- _What you should do_
Copy out every entry below word for word, without the pictures.

- _Records to use_
*****
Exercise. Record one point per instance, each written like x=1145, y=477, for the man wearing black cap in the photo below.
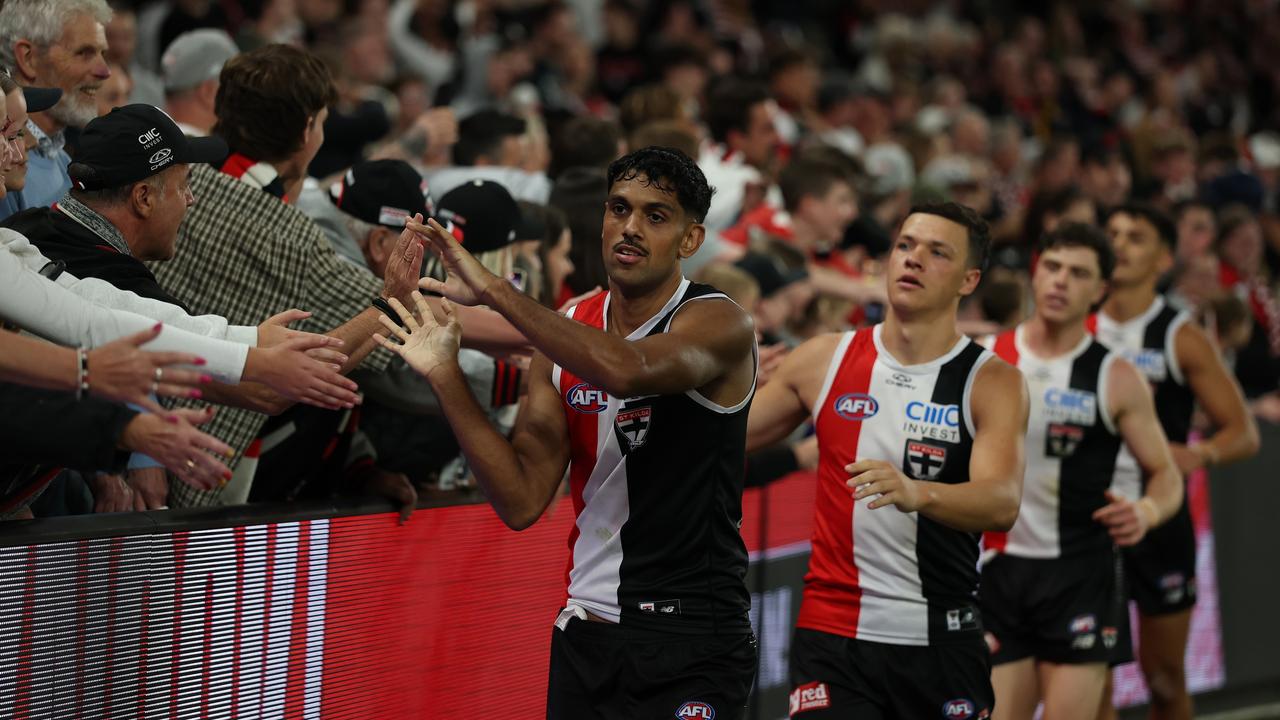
x=54, y=44
x=129, y=192
x=128, y=196
x=364, y=213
*****
- _Solution to this problem_
Exercise. Record one point per instance, each written like x=1145, y=477, for the man wearing black cap in the photo below.
x=54, y=44
x=129, y=192
x=128, y=196
x=364, y=213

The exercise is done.